§ **Passage to read**

┌────────

Angiostrongylus chabaudi Biocca, 1957: a new parasite for domestic cats?

  • 1,
  • 1,
  • 2Email author,
  • 3,
  • 3,
  • 1,
  • 4,
  • 4 and
  • 1
Parasites & Vectors20147:588

  • Received: 29 October 2014
  • Accepted: 2 December 2014
  • Published:



Natural infection with a species of Angiostrongylus has been reported only once in wildcats from central Italy by Biocca in 1957. The causative species of this infection was identified as Angiostrongylus chabaudi. Following this report, this parasite had never been found in either wild or domestic cats.


The lungs and the pulmonary arteries of an adult female cat (Felis silvestris catus), road-killed in Sardinia, Italy, were macroscopically examined and dissected under a light microscope for the presence of parasites. A slender nematode was detected and its morphometrical features were consistent with those of A. chabaudi. Morphological data were supplemented by sequencing of the partial cytochrome oxidase c subunit 1 (cox 1) gene, as well as the internal transcribed spacer 2 (ITS2) of the rDNA. Nucleotide sequences displayed 99% homology with the ITS2 sequence [GenBank KM216825.1] of a specimen of Angiostrongylus sp. recovered recently from the pulmonary artery of a wildcat in Germany and 91% with cox 1 sequence [GenBank GU138118.1] of Angiostrongylus vasorum.


The results of the present study indicate, for the first time, that A. chabaudi may also infect domestic cats, and thus should be considered in the diagnosis of metastrongyloid species infecting their cardio-pulmonary system.


  • Angiostrongylus chabaudi
  • Metastrongyloidea
  • Angiostrongylidae
  • Cat
  • Cardio-pulmonary nematodes


Nematodes affecting the cardio-pulmonary system of pets have recently attracted the interest of researchers due to their increasing distribution in several European countries [1]. This is the case of Aelurostrongylus abstrusus and Eucoleus aerophilus (syn. Capillaria aerophila) in cats and of Angiostrongylus vasorum in dogs [2]. Recent reports of infections caused by other members of the superfamily Metastrongyloidea in domestic cats (e.g., Oslerus rostratus, Troglostrongylus brevior and Troglostrongylus subcrenatus) have further stimulated the interest of the scientific community on these little known species [3]-[7]. In addition, cats may act as permissive hosts of A. vasorum, although the first-stage larvae of this nematode are not shed in the faeces of experimentally infected animals [8],[9]. A natural infection with a species of Angiostrongylus has been reported only once in wildcats from central Italy by Biocca in 1957, who described and named the causative species as Angiostrongylus chabaudi[10]. Following this report, the species has never been found in either wild or domestic cats. Fifty-seven years after its description, we report the presence of A. chabaudi in a domestic cat from Sardinia together with the first molecular characterization of this little known angiostrongylid infecting cats.

└────────

§ **Records provided**
┌────────

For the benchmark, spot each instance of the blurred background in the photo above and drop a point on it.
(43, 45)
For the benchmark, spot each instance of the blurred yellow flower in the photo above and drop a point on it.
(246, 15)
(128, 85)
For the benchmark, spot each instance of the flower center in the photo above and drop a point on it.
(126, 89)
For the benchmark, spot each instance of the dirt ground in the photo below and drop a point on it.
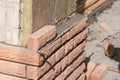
(94, 47)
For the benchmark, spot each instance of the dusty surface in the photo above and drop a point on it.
(94, 47)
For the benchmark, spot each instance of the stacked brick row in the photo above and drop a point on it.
(63, 59)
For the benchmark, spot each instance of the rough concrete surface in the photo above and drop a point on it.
(94, 47)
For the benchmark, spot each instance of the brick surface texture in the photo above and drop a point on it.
(64, 58)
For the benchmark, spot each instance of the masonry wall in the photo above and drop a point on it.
(61, 57)
(10, 21)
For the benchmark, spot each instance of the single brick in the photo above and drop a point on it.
(72, 66)
(71, 56)
(52, 47)
(81, 77)
(39, 38)
(32, 72)
(78, 28)
(77, 51)
(109, 48)
(99, 72)
(8, 77)
(60, 77)
(81, 36)
(36, 72)
(60, 53)
(52, 73)
(105, 27)
(12, 68)
(77, 72)
(21, 55)
(69, 46)
(65, 37)
(90, 69)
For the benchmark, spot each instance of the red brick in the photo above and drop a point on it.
(20, 55)
(39, 38)
(81, 77)
(99, 72)
(81, 36)
(52, 73)
(60, 53)
(61, 65)
(69, 46)
(8, 77)
(77, 72)
(60, 77)
(78, 28)
(71, 68)
(77, 51)
(71, 56)
(65, 37)
(52, 47)
(90, 69)
(32, 72)
(12, 68)
(109, 48)
(105, 27)
(64, 63)
(36, 72)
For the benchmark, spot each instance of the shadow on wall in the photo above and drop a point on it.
(116, 57)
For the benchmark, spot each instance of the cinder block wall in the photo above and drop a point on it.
(60, 57)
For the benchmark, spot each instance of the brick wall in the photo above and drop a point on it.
(10, 21)
(60, 57)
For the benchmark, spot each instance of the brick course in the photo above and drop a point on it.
(63, 55)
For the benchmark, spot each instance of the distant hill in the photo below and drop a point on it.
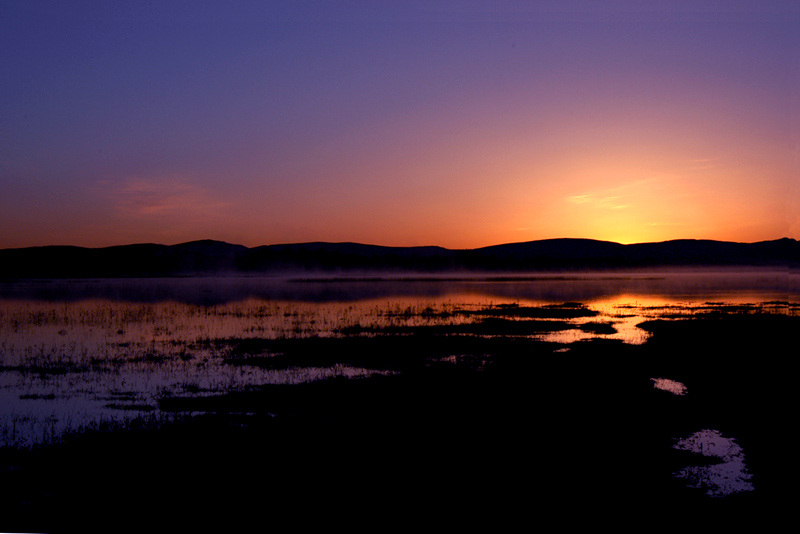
(218, 258)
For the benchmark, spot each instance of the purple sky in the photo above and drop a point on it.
(459, 124)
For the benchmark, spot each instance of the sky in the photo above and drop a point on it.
(454, 123)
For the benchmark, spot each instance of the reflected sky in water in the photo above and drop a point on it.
(726, 477)
(73, 352)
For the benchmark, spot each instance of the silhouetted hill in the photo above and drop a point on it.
(218, 258)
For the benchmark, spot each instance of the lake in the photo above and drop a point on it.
(79, 356)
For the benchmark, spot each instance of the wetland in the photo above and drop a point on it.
(458, 398)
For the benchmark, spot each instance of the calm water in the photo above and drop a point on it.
(77, 353)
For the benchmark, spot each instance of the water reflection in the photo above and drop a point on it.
(672, 386)
(76, 351)
(727, 476)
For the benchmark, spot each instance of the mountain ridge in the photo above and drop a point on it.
(211, 257)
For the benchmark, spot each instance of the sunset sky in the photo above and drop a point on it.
(416, 122)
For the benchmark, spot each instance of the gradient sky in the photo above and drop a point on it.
(460, 124)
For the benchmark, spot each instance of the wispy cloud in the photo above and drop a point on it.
(172, 198)
(613, 202)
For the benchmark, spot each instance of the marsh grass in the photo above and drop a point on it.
(274, 407)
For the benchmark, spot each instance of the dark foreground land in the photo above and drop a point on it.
(491, 432)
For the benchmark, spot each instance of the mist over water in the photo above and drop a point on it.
(729, 285)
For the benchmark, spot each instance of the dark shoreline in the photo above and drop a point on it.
(513, 429)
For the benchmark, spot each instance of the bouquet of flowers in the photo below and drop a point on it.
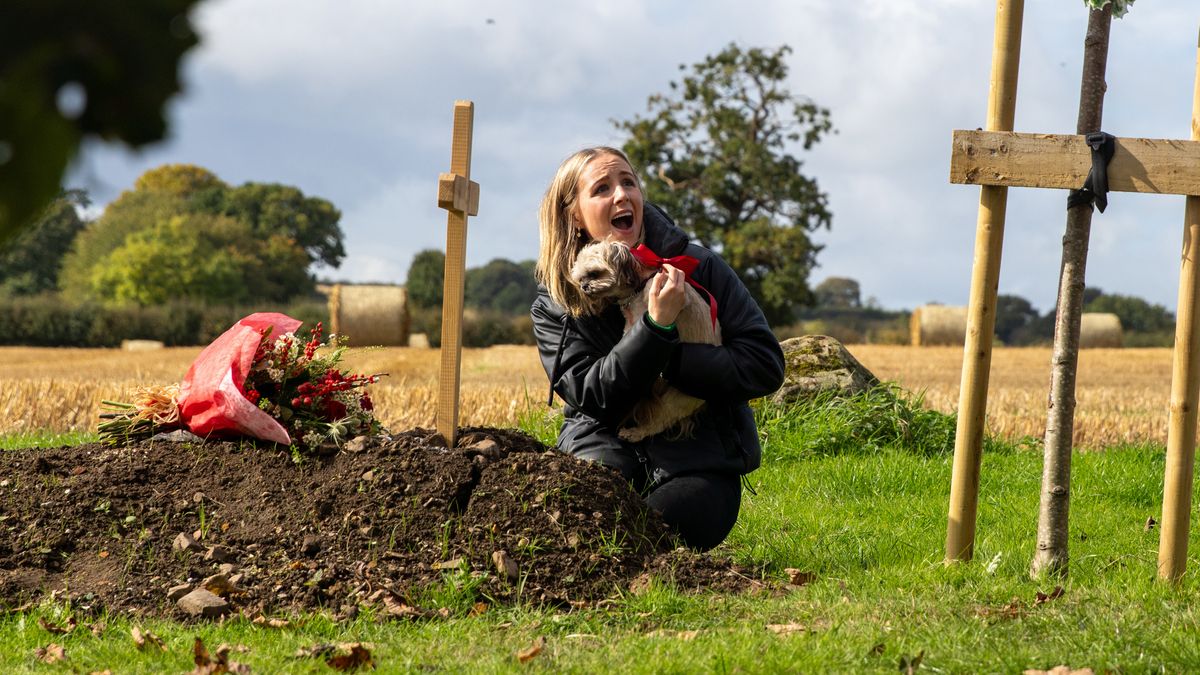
(262, 380)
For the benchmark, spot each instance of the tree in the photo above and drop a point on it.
(838, 292)
(270, 234)
(281, 209)
(502, 286)
(717, 155)
(1051, 553)
(426, 279)
(76, 70)
(30, 262)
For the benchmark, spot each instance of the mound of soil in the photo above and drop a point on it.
(209, 529)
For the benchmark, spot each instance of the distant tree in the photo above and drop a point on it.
(717, 155)
(281, 209)
(76, 70)
(502, 286)
(271, 234)
(838, 292)
(31, 261)
(426, 276)
(1014, 316)
(1137, 315)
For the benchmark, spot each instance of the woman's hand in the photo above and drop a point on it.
(667, 294)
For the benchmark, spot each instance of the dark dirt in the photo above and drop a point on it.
(381, 524)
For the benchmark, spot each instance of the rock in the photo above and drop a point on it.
(486, 448)
(185, 542)
(819, 363)
(204, 603)
(219, 554)
(310, 545)
(177, 436)
(219, 585)
(505, 565)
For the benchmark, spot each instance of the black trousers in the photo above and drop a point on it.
(700, 507)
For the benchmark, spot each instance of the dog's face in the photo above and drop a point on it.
(606, 269)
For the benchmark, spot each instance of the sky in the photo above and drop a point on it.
(353, 100)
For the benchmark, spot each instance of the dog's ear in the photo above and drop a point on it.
(624, 266)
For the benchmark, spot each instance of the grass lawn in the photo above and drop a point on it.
(853, 494)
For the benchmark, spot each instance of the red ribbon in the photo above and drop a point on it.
(685, 263)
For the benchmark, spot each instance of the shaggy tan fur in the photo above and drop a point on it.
(607, 269)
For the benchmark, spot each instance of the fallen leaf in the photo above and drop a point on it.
(532, 651)
(798, 577)
(358, 656)
(910, 664)
(52, 652)
(141, 639)
(1042, 598)
(57, 629)
(401, 610)
(217, 663)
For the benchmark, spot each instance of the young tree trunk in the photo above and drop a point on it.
(1050, 556)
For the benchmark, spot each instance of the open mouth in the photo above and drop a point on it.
(623, 222)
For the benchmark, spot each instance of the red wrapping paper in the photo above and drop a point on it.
(213, 398)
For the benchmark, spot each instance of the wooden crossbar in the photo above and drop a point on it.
(1045, 160)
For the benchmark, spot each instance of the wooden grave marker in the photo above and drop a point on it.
(460, 196)
(997, 159)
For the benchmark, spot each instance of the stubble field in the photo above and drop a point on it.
(1121, 396)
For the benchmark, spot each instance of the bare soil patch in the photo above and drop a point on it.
(249, 531)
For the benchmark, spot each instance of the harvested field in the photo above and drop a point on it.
(1122, 394)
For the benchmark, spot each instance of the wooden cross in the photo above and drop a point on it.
(460, 196)
(997, 159)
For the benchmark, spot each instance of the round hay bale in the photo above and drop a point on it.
(141, 345)
(937, 324)
(1099, 330)
(370, 314)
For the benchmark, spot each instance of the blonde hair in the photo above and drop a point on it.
(561, 239)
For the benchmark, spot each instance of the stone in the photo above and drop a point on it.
(219, 554)
(817, 363)
(175, 592)
(505, 565)
(310, 545)
(185, 542)
(219, 585)
(203, 603)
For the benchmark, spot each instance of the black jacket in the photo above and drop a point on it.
(600, 372)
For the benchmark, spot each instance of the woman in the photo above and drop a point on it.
(600, 371)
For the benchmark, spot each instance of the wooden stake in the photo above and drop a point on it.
(982, 306)
(1181, 434)
(460, 196)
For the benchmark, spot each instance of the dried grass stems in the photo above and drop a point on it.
(1122, 394)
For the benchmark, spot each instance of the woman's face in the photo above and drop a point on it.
(609, 204)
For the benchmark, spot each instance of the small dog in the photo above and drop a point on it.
(607, 269)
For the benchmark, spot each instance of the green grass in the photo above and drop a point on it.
(853, 491)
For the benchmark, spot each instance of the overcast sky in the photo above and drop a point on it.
(352, 101)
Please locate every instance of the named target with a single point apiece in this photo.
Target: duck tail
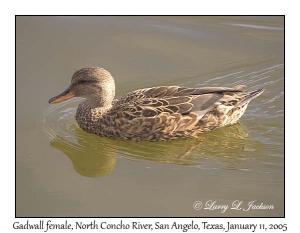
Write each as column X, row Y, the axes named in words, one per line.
column 251, row 95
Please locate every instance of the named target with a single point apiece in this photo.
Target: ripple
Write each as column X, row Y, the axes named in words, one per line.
column 96, row 156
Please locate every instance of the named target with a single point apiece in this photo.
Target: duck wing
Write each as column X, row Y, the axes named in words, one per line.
column 168, row 91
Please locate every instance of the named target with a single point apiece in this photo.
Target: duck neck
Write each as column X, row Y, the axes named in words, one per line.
column 99, row 103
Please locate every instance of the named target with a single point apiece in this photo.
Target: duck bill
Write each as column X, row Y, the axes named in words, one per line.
column 67, row 94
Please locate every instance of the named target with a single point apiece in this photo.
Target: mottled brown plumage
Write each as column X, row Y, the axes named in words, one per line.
column 152, row 114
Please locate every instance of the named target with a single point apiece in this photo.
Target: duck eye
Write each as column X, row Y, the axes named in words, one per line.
column 83, row 81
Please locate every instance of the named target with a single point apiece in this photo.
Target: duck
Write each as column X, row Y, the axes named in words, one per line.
column 152, row 114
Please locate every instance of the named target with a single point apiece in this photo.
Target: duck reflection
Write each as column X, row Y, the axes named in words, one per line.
column 94, row 156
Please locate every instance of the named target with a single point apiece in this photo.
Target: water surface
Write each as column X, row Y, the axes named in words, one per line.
column 63, row 171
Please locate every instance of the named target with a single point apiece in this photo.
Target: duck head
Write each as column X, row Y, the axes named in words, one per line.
column 93, row 83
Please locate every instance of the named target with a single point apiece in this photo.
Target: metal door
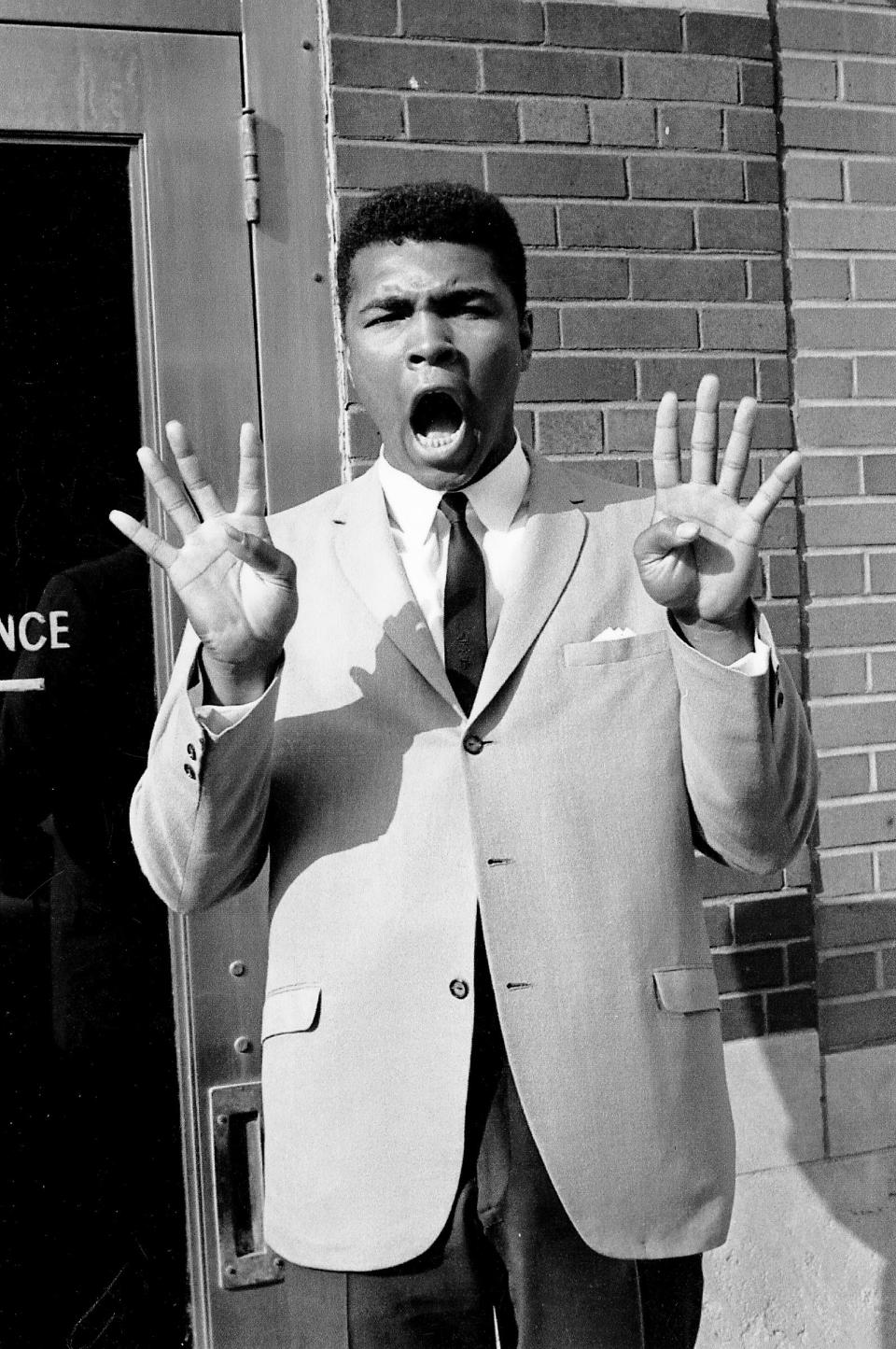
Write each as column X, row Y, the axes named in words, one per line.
column 165, row 109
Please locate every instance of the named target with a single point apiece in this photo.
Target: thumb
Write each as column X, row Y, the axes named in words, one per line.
column 665, row 536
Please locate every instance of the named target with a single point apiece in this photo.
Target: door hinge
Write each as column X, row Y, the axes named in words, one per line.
column 248, row 150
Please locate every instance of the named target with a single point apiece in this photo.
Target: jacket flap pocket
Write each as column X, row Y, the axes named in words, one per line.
column 290, row 1009
column 609, row 651
column 687, row 991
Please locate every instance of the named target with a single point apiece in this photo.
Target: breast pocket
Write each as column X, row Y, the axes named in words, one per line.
column 686, row 991
column 611, row 651
column 287, row 1011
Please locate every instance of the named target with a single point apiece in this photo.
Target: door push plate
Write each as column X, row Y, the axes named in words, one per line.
column 243, row 1260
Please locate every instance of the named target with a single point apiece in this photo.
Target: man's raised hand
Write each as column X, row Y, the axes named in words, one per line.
column 698, row 556
column 236, row 587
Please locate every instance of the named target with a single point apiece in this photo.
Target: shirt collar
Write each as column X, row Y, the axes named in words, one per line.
column 496, row 498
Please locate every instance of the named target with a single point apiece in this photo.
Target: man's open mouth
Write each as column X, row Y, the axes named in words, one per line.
column 438, row 420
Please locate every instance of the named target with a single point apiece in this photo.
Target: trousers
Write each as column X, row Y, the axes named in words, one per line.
column 508, row 1258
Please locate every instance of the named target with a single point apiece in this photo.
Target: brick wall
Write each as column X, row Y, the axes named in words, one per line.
column 637, row 151
column 840, row 124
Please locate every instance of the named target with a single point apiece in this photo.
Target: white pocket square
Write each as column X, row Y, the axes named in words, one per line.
column 613, row 634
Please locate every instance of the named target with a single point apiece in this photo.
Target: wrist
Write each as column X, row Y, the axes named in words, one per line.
column 235, row 682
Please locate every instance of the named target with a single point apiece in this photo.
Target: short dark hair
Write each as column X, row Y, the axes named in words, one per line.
column 435, row 212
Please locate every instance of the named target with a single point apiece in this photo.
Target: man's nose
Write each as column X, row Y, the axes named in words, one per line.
column 429, row 340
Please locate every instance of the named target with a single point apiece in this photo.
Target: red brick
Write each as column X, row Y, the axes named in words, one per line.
column 840, row 128
column 765, row 278
column 791, row 1009
column 379, row 166
column 553, row 120
column 844, row 228
column 749, row 970
column 835, row 673
column 683, row 373
column 623, row 123
column 738, row 228
column 750, row 130
column 557, row 175
column 626, row 227
column 889, row 967
column 864, row 822
column 554, row 379
column 629, row 325
column 875, row 376
column 868, row 81
column 728, row 35
column 830, row 475
column 742, row 1018
column 808, row 78
column 397, row 65
column 772, row 919
column 878, row 472
column 367, row 115
column 469, row 21
column 834, row 573
column 847, row 873
column 610, row 26
column 823, row 376
column 762, row 179
column 375, row 18
column 701, row 177
column 774, row 382
column 687, row 278
column 829, row 29
column 784, row 575
column 849, row 1025
column 757, row 84
column 871, row 181
column 462, row 119
column 563, row 275
column 686, row 78
column 844, row 775
column 813, row 178
column 886, row 770
column 547, row 327
column 883, row 573
column 884, row 672
column 536, row 221
column 590, row 75
column 563, row 430
column 820, row 278
column 684, row 127
column 750, row 327
column 854, row 327
column 875, row 278
column 838, row 976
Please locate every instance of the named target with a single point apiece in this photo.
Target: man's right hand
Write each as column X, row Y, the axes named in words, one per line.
column 236, row 587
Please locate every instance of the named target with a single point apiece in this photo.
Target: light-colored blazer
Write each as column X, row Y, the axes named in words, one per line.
column 566, row 807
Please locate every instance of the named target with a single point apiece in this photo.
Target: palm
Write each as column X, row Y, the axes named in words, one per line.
column 698, row 557
column 238, row 590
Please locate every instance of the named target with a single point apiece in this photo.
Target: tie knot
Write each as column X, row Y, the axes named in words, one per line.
column 454, row 508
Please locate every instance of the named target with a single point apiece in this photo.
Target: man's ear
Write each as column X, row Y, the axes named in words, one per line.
column 525, row 340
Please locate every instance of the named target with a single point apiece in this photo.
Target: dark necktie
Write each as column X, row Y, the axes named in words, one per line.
column 466, row 637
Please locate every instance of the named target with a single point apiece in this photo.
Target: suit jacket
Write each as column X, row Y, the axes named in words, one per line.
column 566, row 806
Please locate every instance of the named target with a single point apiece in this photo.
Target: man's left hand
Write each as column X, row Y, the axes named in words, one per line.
column 698, row 556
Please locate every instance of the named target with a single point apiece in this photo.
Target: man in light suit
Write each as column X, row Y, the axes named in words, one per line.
column 478, row 710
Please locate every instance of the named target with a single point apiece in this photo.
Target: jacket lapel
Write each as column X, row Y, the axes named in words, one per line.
column 369, row 558
column 553, row 537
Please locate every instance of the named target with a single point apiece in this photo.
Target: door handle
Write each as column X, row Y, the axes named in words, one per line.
column 243, row 1260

└────────

§ **Exercise aim**
Answer from the passage on Angiostrongylus chabaudi above:
(a) Where was the road-killed cat found?
(b) What percent homology did the nucleotide sequences show with the ITS2 sequence from the wildcat in Germany?
(c) How many years after its description was A. chabaudi reported in a domestic cat?

§ **Response to the exercise**
(a) Sardinia, Italy
(b) 99%
(c) Fifty-seven years